— Task requirements —
Which lines in the entries below contain the string "pull"? Report each such line in full, counting only matches in the same case.

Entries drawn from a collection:
>>>

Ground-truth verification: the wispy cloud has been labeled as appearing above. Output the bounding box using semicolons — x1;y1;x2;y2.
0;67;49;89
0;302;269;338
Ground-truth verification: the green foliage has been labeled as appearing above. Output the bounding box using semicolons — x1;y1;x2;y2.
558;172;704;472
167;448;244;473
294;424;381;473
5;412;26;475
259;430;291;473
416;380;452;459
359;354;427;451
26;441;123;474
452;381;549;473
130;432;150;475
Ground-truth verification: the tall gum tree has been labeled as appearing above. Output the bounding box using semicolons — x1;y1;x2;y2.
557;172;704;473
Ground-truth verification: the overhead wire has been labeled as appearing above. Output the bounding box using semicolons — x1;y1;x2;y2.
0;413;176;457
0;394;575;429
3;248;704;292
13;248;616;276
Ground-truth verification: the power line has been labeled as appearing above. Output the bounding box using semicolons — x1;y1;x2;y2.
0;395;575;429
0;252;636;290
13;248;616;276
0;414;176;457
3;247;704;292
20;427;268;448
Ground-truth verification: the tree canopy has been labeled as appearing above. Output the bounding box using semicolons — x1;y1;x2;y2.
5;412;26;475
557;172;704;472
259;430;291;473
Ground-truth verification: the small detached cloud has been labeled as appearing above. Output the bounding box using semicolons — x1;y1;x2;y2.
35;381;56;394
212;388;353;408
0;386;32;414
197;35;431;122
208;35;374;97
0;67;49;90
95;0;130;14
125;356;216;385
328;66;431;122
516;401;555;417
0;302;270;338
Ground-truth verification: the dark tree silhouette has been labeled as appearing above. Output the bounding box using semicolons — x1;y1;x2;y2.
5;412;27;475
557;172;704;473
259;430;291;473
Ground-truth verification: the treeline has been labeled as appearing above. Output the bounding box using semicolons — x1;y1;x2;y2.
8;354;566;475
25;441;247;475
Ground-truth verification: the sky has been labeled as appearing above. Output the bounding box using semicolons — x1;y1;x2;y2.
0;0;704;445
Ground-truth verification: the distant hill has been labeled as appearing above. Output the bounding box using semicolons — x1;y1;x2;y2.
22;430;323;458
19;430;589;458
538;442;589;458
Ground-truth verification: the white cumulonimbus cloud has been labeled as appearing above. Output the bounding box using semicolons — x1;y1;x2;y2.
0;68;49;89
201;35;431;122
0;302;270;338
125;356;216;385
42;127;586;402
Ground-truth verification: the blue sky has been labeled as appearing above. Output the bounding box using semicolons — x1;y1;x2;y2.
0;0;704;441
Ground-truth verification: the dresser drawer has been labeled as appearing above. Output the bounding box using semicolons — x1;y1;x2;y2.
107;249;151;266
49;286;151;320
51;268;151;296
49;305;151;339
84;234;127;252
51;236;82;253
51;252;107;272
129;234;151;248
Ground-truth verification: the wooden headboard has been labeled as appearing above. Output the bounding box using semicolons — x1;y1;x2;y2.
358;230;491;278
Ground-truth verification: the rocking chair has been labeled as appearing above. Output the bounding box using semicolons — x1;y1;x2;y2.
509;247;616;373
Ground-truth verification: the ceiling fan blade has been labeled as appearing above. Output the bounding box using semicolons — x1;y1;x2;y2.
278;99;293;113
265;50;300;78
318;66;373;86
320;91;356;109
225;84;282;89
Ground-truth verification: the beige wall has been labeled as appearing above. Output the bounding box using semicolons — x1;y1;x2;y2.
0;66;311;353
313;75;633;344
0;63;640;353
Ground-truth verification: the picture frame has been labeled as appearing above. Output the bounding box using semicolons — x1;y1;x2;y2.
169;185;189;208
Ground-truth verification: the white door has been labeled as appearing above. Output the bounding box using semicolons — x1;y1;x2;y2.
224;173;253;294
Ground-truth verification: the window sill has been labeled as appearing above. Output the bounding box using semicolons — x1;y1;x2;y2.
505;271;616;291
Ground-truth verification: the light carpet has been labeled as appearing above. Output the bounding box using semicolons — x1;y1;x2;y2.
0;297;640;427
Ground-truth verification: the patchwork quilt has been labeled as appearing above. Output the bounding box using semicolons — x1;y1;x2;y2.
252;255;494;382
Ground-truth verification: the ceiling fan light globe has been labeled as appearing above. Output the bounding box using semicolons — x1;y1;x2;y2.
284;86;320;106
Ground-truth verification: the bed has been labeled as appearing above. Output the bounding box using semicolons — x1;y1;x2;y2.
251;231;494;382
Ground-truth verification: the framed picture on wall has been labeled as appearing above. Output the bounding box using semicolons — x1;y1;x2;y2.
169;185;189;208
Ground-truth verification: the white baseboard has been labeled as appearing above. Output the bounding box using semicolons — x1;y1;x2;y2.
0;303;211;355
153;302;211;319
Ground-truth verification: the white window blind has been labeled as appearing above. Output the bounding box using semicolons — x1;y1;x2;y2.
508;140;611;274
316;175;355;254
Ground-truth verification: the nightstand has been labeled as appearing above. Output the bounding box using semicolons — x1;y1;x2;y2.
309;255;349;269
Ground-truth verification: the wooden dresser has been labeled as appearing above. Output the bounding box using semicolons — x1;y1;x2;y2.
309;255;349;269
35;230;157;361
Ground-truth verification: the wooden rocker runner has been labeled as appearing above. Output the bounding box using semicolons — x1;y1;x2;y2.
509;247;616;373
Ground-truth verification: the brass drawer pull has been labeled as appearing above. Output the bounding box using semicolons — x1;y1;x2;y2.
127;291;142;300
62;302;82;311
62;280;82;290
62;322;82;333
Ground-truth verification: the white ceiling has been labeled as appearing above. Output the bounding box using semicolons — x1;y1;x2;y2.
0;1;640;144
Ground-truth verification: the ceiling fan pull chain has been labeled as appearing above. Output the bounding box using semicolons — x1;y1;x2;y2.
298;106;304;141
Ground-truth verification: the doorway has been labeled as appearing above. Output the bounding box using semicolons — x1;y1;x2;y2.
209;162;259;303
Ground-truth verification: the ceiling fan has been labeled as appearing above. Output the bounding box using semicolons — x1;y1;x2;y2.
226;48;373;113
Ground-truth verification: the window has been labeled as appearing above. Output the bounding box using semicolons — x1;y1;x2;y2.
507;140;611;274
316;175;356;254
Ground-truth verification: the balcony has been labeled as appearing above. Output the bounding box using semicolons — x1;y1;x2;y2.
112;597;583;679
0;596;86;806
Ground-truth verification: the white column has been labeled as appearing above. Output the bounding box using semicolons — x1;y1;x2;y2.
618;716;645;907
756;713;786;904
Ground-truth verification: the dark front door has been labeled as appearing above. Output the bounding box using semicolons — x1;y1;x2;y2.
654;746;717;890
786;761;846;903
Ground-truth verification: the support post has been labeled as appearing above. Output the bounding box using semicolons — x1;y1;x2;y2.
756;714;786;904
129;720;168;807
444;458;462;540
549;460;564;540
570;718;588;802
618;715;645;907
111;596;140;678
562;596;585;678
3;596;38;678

<<<

— Correct response —
Ground-truth verification: the brass drawer pull has been labeled as appearing above. Output the bounding box using semicolons — x1;y1;x2;y2.
Ground-truth verification: the ceiling fan pull chain has been labeled as appearing above. Output the bounding box using semicolons — x1;y1;x2;y2.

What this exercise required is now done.